* Begin *
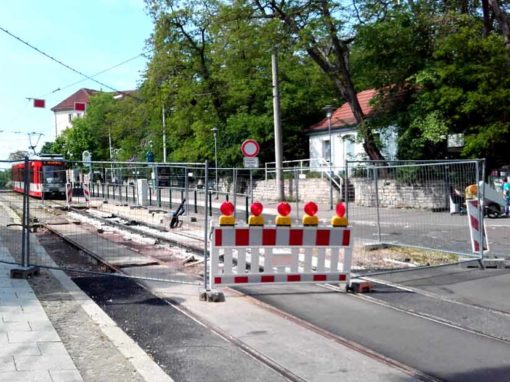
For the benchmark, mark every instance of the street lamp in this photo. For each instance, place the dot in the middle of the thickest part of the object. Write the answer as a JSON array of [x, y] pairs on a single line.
[[329, 113], [164, 131], [215, 133]]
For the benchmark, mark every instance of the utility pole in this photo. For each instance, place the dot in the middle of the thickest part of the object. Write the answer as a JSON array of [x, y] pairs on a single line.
[[277, 127], [164, 131]]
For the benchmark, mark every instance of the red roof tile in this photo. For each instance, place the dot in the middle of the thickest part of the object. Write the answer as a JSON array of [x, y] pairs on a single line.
[[343, 116], [82, 96]]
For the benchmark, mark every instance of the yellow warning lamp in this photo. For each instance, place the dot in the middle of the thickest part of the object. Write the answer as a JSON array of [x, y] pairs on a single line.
[[310, 219], [227, 214], [283, 217], [471, 191], [256, 217], [339, 220]]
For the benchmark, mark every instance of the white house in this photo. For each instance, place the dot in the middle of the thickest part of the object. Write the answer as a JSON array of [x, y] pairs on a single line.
[[72, 107], [340, 141]]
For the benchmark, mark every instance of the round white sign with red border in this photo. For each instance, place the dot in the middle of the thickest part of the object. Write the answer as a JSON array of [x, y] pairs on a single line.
[[250, 148]]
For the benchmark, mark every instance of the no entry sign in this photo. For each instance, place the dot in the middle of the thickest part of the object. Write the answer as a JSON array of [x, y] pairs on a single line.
[[250, 148]]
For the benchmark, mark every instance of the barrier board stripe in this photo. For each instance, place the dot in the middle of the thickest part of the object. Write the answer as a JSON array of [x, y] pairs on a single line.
[[256, 279], [281, 236]]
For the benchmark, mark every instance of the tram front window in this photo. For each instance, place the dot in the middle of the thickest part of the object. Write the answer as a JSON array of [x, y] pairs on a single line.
[[54, 175]]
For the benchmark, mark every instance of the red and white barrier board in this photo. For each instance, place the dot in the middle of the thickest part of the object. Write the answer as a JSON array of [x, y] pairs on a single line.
[[86, 192], [69, 193], [477, 232], [276, 254]]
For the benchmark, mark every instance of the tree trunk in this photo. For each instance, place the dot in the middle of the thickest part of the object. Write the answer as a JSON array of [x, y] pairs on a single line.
[[487, 25], [502, 20]]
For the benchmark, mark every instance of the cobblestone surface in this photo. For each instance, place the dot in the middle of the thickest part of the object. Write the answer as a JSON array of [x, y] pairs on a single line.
[[96, 358]]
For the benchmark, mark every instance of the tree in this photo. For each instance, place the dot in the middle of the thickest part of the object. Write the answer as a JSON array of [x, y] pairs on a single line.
[[316, 27], [211, 69], [449, 77], [18, 155]]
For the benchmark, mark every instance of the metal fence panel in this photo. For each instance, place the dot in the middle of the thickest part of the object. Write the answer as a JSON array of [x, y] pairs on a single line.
[[129, 218], [412, 208]]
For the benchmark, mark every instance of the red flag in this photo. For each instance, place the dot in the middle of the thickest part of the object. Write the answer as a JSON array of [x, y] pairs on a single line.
[[79, 106], [39, 103]]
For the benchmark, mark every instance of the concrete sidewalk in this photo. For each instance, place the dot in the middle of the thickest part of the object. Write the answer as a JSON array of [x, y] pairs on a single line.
[[30, 348]]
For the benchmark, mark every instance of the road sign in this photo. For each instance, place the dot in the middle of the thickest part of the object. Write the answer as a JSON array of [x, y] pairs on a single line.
[[86, 156], [79, 106], [250, 148], [39, 103], [251, 162]]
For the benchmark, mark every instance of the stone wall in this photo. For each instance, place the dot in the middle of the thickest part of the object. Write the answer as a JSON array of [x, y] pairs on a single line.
[[393, 194], [316, 190]]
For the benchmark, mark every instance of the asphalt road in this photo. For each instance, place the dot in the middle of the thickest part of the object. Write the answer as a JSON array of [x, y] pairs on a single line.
[[447, 353]]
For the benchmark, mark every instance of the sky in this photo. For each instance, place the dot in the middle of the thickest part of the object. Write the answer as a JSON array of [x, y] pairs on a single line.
[[86, 35]]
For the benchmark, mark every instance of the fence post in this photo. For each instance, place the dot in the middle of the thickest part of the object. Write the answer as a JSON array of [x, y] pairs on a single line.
[[377, 203], [296, 179], [246, 210], [234, 191], [24, 225], [186, 190], [480, 184], [206, 227]]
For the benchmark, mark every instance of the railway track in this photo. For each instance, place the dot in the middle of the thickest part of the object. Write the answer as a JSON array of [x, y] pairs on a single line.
[[158, 233]]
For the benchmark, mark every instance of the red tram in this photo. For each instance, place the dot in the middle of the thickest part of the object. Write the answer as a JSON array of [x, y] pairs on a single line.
[[47, 178]]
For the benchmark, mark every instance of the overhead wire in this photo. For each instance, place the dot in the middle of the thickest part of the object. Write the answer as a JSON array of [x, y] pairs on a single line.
[[94, 75], [62, 63]]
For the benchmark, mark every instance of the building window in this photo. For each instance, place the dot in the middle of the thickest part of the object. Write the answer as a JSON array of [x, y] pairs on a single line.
[[349, 146], [326, 152]]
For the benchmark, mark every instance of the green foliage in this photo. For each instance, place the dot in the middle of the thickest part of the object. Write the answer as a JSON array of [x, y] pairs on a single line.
[[447, 76], [5, 178]]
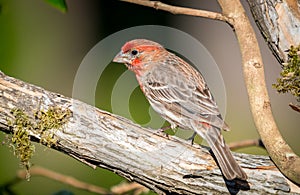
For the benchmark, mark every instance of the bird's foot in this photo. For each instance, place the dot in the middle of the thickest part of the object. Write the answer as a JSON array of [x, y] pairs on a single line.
[[192, 138]]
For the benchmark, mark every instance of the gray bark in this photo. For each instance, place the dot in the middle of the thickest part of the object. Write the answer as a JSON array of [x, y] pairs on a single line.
[[163, 164], [279, 23]]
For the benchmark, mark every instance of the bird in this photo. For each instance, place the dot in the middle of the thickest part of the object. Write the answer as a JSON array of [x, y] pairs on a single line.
[[180, 95]]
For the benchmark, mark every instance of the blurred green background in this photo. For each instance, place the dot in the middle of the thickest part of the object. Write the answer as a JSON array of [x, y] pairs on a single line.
[[43, 46]]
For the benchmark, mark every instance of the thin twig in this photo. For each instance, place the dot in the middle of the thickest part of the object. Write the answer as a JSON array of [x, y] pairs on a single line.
[[40, 171], [180, 10], [295, 107], [124, 188], [245, 143]]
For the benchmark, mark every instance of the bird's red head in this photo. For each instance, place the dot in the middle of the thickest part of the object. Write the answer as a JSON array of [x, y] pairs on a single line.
[[138, 54]]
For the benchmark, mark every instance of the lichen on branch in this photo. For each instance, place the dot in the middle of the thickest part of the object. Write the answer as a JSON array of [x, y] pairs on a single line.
[[41, 121], [290, 74]]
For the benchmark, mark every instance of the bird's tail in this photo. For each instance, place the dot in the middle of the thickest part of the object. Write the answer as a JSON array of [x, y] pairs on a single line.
[[227, 163]]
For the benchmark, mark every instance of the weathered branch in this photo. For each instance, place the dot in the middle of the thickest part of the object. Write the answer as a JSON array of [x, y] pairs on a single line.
[[279, 23], [280, 152], [180, 10], [163, 164]]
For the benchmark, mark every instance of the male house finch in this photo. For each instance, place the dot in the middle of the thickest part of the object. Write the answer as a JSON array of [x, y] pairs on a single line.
[[180, 95]]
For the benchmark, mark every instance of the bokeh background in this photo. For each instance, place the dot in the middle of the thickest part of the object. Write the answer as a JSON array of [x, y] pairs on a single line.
[[42, 46]]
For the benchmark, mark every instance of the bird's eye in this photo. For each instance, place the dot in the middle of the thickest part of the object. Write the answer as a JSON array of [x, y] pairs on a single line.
[[134, 52]]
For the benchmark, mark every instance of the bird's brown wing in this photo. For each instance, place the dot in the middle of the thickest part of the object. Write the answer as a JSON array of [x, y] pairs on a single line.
[[179, 95]]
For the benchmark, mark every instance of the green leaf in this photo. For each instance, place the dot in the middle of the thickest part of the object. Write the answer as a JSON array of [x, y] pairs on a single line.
[[61, 5]]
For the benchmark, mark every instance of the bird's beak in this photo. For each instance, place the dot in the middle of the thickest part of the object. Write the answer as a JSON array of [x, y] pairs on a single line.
[[121, 58]]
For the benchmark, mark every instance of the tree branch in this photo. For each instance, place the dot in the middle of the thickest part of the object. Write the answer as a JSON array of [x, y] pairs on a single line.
[[245, 143], [163, 164], [280, 152], [180, 10], [234, 14]]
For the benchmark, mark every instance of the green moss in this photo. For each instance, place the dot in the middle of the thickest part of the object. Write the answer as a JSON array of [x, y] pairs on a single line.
[[40, 123], [290, 74], [53, 118]]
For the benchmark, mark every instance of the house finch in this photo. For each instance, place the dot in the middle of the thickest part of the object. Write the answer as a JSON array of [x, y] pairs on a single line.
[[180, 95]]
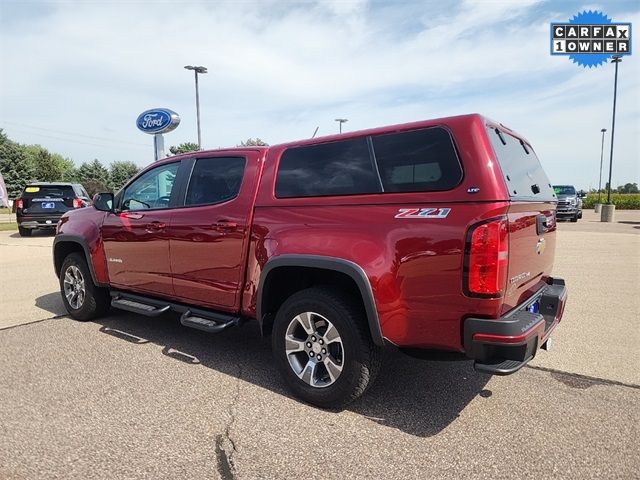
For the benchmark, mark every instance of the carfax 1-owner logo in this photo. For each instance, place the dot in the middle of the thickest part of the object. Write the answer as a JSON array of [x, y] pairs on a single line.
[[590, 38]]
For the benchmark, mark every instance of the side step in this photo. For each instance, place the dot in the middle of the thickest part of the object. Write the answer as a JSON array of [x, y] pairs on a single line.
[[192, 320], [501, 367], [138, 307], [201, 319]]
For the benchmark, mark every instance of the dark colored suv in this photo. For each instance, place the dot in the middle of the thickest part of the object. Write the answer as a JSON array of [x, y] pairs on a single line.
[[569, 202], [41, 204], [436, 235]]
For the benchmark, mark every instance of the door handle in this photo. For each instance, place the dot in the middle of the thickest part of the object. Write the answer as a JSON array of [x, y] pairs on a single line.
[[224, 225], [154, 226], [542, 224], [132, 216]]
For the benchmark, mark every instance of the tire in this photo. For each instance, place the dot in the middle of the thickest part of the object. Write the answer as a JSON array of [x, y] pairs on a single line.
[[353, 352], [89, 301]]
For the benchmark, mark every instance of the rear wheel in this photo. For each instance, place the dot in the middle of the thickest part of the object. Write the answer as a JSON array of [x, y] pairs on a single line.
[[81, 297], [323, 348]]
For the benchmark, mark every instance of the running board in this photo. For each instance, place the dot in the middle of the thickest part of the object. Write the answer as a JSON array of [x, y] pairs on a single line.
[[138, 307], [206, 320], [189, 319]]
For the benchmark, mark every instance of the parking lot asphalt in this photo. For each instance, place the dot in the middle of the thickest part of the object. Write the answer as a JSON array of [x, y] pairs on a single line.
[[133, 397]]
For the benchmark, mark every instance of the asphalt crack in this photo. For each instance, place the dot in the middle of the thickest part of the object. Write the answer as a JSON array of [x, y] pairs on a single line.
[[55, 317], [578, 380], [225, 445]]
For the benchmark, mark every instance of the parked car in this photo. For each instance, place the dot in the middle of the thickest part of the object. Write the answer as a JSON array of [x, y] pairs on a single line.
[[436, 235], [41, 204], [569, 202]]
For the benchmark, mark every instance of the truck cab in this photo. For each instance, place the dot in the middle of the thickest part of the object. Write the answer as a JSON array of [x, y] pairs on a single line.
[[569, 202]]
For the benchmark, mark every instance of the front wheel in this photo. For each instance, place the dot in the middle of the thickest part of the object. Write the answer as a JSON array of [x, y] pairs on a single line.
[[323, 348], [81, 297]]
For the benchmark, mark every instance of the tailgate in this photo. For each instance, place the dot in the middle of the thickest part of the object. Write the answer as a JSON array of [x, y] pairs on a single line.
[[47, 200], [532, 244]]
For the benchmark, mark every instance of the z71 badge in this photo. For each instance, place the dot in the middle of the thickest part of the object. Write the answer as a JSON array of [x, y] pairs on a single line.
[[423, 213]]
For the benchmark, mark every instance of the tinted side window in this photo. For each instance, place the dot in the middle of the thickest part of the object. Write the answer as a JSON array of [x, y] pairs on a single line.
[[337, 168], [522, 171], [417, 161], [151, 190], [215, 180]]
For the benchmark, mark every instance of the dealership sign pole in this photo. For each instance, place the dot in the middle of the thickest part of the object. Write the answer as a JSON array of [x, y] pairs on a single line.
[[156, 122]]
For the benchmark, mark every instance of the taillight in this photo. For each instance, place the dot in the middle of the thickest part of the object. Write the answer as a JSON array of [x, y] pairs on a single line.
[[487, 259]]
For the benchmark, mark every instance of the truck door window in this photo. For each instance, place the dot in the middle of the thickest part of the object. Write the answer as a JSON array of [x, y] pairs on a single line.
[[152, 189], [417, 161], [215, 180], [336, 168]]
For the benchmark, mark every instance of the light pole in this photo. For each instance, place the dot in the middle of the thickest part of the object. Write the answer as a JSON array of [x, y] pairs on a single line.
[[616, 60], [601, 156], [196, 71], [341, 121]]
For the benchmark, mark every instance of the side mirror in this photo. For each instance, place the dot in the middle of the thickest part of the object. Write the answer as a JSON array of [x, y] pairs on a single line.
[[103, 202]]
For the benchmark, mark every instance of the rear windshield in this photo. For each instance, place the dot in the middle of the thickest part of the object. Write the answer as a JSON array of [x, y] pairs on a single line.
[[48, 191], [520, 167], [564, 189]]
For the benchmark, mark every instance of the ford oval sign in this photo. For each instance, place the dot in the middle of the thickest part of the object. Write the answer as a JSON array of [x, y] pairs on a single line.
[[158, 120]]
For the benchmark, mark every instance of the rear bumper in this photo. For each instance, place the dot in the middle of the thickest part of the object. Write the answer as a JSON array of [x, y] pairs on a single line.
[[503, 346], [38, 221]]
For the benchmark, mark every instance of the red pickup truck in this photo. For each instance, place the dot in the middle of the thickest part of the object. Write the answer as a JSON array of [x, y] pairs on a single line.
[[435, 235]]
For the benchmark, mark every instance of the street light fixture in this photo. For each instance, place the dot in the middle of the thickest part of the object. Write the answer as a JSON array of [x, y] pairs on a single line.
[[616, 60], [601, 156], [341, 121], [196, 71]]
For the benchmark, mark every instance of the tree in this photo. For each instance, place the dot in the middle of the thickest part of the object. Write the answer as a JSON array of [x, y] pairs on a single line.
[[14, 166], [93, 176], [47, 167], [184, 148], [120, 173], [251, 142]]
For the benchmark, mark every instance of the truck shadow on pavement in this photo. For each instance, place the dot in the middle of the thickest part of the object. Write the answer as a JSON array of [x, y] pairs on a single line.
[[415, 396]]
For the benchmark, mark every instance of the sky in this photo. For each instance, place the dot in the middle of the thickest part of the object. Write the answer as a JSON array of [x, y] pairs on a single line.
[[74, 75]]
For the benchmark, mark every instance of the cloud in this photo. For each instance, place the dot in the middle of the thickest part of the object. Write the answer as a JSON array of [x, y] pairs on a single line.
[[279, 69]]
* End *
Copy out, without alteration, the lines starting at the one that contains "For the benchmark, mark every instance of the red and" and ending at the one that contains "[[96, 358]]", with both of those lines included.

For the benchmark, mark every instance of the red and white barrier board in this photo. For each instance, place the dot in the middle of the thickest part of the object. Write the answer as a JSON array of [x, y] pairs on a single line.
[[86, 192], [69, 193], [477, 232], [276, 254]]
For the benchmark, mark every instance of the tree trunk in this photo. For each instance, place the dot in the middle of the thickest part of the object. Write the answer as a JSON array of [x, y] pairs on a single line.
[[487, 25], [502, 20]]
For the benchmark, mark every instance of the cobblestone surface in this photo. For each instance, place the dot in the middle of the thickest part of the object. Write the answer as a JSON array of [x, y] pairs on a single line.
[[96, 358]]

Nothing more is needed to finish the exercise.